Aim of the exercise
Determine how many lines in the entries below include the word "hand", and reply with that number alone.

Entries shown
= Beginning of Section =
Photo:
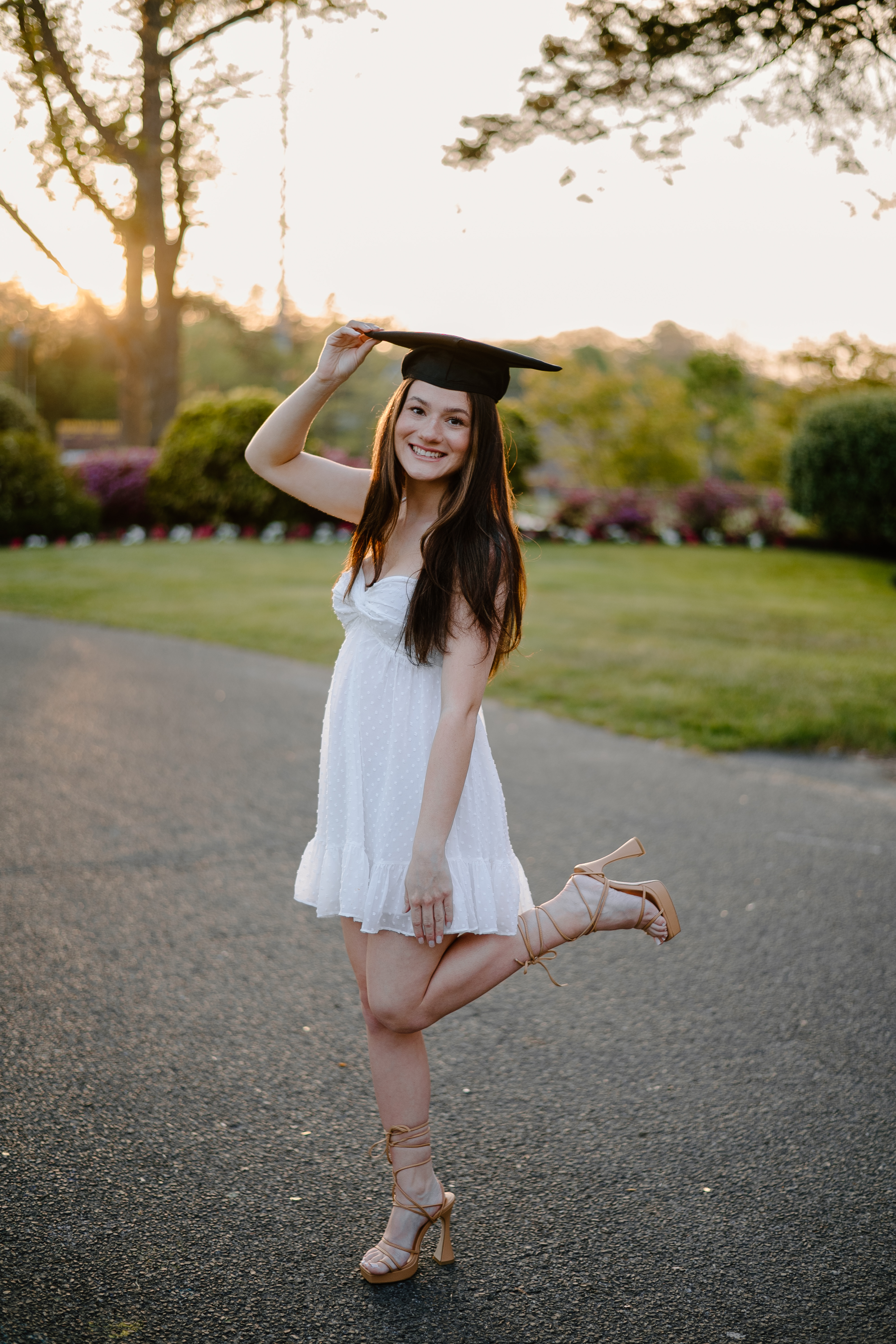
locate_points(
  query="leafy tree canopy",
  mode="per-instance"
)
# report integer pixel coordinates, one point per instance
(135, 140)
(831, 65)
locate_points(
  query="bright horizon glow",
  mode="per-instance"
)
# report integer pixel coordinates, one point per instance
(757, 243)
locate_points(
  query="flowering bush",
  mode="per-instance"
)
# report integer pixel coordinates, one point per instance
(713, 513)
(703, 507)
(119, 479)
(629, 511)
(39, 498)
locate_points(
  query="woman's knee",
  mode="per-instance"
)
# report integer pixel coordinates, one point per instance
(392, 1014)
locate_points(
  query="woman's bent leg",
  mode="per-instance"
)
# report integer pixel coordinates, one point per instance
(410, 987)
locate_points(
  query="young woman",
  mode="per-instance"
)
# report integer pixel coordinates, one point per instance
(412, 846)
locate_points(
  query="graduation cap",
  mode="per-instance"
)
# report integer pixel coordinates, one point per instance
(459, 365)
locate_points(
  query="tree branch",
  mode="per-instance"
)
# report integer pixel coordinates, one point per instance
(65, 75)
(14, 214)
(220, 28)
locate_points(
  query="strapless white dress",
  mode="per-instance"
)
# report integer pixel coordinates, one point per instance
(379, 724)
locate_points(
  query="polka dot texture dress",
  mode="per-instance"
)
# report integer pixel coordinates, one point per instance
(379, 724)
= End of Section =
= Beginning of Section =
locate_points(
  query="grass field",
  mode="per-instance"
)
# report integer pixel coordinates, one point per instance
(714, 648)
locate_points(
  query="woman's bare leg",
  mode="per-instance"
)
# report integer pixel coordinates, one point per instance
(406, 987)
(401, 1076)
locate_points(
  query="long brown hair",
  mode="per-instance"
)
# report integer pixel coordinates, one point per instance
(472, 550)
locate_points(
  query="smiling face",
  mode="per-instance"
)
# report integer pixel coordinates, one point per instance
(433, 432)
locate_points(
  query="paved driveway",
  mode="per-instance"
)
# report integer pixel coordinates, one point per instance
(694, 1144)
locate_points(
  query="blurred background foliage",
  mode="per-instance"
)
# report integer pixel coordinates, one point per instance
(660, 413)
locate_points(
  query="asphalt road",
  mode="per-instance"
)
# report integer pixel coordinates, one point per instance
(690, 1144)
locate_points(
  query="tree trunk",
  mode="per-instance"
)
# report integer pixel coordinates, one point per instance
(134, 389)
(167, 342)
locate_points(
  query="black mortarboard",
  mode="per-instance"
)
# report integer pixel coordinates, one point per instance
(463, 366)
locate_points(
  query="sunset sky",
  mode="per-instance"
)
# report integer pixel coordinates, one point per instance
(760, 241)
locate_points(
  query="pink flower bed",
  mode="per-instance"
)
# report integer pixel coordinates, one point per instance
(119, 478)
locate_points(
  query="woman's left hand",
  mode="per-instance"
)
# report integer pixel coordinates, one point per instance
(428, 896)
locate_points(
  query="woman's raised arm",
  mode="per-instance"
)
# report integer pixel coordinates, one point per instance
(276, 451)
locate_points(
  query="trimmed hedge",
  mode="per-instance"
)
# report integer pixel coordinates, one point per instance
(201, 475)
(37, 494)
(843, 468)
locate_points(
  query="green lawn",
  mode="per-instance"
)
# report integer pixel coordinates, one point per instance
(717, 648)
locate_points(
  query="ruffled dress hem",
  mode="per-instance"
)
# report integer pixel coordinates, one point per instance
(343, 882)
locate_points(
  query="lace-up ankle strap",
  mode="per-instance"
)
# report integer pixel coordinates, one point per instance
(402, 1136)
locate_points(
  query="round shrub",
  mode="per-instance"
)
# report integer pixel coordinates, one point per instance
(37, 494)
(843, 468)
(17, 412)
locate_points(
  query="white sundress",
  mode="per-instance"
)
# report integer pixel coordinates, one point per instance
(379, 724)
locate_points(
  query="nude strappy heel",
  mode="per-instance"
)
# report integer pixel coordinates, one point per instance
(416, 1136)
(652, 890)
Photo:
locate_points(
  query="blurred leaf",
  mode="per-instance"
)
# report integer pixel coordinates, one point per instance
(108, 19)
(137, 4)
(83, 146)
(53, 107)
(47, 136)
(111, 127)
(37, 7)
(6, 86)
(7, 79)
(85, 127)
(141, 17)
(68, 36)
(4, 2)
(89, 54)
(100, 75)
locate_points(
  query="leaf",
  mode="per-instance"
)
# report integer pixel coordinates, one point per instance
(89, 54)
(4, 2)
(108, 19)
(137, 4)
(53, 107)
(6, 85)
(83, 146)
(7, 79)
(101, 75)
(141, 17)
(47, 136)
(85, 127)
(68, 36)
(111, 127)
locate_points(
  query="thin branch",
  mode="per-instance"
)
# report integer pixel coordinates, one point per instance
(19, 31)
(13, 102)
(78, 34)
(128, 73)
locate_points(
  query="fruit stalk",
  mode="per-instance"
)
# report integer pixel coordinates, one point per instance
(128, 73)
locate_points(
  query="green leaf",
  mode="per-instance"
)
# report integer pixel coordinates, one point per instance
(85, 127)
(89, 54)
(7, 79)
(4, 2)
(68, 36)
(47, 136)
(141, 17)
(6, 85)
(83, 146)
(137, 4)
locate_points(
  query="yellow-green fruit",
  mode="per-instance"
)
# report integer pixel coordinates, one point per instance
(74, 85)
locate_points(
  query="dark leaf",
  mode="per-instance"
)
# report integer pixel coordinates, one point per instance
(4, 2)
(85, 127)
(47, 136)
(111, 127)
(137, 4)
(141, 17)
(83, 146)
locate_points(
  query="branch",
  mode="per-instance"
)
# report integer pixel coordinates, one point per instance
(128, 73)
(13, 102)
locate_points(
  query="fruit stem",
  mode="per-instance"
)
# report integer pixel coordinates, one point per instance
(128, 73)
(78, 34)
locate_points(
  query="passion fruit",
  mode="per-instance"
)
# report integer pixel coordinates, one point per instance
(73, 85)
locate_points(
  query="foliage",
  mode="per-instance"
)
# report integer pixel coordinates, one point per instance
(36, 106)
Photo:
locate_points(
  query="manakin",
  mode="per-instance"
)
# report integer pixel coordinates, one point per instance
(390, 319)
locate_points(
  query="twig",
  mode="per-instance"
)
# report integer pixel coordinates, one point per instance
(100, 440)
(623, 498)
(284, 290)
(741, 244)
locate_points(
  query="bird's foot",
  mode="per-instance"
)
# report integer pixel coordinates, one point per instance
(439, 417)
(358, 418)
= End of Section =
= Beginning of Section =
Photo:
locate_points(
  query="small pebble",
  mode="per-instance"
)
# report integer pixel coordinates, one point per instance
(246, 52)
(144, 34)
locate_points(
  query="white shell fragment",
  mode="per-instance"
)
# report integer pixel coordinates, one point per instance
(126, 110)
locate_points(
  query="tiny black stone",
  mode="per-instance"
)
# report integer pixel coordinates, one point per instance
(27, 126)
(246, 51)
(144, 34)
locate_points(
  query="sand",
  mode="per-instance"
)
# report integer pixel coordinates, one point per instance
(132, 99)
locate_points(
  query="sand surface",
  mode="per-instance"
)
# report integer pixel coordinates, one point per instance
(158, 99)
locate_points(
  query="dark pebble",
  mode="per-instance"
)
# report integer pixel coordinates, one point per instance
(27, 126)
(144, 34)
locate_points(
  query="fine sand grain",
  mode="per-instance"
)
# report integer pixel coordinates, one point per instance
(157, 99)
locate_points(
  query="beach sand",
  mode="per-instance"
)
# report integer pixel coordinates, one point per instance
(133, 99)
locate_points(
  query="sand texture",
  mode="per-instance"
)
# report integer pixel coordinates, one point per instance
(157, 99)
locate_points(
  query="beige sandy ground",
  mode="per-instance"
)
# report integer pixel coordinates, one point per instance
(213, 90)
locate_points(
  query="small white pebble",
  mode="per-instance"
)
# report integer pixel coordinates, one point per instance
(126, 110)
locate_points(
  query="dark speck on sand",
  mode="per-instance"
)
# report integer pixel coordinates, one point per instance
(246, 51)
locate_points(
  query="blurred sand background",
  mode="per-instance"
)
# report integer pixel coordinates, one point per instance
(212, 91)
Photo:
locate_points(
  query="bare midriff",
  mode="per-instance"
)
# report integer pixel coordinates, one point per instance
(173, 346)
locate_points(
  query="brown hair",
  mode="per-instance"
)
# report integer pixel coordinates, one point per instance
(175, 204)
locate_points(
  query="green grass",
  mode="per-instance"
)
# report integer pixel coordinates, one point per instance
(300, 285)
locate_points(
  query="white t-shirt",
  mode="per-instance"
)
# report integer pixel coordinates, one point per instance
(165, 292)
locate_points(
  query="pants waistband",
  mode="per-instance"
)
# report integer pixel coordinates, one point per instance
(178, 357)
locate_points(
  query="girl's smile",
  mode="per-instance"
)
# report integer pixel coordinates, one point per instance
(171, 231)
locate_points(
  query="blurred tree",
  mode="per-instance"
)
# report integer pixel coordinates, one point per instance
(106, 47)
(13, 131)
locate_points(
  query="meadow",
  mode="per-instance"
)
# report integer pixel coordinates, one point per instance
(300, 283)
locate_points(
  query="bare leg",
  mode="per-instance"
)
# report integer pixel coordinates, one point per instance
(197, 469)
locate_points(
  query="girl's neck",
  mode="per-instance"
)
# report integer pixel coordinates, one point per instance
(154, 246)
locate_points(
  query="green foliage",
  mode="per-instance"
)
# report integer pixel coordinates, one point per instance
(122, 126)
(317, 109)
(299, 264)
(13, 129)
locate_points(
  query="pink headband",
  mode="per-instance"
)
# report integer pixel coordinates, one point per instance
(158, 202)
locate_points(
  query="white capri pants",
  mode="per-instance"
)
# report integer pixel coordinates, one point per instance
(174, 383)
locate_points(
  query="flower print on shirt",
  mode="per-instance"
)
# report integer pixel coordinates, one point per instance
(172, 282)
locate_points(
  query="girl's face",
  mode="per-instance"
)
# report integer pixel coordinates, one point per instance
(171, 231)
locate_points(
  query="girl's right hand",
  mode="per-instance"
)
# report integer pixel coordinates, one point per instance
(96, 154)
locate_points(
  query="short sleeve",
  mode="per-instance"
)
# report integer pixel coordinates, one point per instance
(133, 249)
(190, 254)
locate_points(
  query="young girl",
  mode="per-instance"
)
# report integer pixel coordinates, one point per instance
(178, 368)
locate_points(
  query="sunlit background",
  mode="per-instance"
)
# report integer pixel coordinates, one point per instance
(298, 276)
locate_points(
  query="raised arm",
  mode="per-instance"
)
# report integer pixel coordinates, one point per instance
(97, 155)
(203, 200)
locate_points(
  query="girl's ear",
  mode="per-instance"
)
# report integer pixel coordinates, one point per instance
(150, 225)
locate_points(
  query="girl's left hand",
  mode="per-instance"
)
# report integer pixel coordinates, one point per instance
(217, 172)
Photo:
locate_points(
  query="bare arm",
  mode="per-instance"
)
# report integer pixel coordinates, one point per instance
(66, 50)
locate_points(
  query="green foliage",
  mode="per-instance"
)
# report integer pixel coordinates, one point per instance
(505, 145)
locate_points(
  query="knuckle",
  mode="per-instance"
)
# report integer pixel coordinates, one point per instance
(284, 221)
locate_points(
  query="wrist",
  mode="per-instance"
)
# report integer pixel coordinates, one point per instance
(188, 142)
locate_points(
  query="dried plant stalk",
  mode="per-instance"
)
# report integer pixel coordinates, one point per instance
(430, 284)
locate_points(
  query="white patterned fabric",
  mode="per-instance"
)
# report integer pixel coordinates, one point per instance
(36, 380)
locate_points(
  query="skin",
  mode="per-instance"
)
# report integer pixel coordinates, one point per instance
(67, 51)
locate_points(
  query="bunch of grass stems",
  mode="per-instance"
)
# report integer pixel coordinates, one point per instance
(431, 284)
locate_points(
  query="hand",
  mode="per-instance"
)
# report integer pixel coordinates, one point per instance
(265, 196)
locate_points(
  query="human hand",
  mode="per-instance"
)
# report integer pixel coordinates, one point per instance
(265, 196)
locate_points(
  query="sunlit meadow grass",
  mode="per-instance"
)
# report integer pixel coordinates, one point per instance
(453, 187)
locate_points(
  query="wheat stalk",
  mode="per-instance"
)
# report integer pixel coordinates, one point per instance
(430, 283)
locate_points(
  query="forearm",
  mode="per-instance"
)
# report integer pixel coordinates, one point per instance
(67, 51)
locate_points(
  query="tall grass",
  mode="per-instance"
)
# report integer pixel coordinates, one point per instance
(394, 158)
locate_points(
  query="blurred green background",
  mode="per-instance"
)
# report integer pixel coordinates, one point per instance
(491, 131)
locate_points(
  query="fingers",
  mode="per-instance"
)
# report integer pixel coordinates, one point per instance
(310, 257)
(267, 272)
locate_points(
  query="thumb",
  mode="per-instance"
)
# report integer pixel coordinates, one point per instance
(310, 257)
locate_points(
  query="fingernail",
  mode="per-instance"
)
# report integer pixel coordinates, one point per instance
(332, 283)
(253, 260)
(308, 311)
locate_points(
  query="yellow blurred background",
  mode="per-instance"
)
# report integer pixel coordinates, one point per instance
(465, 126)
= End of Section =
Answer to this task
5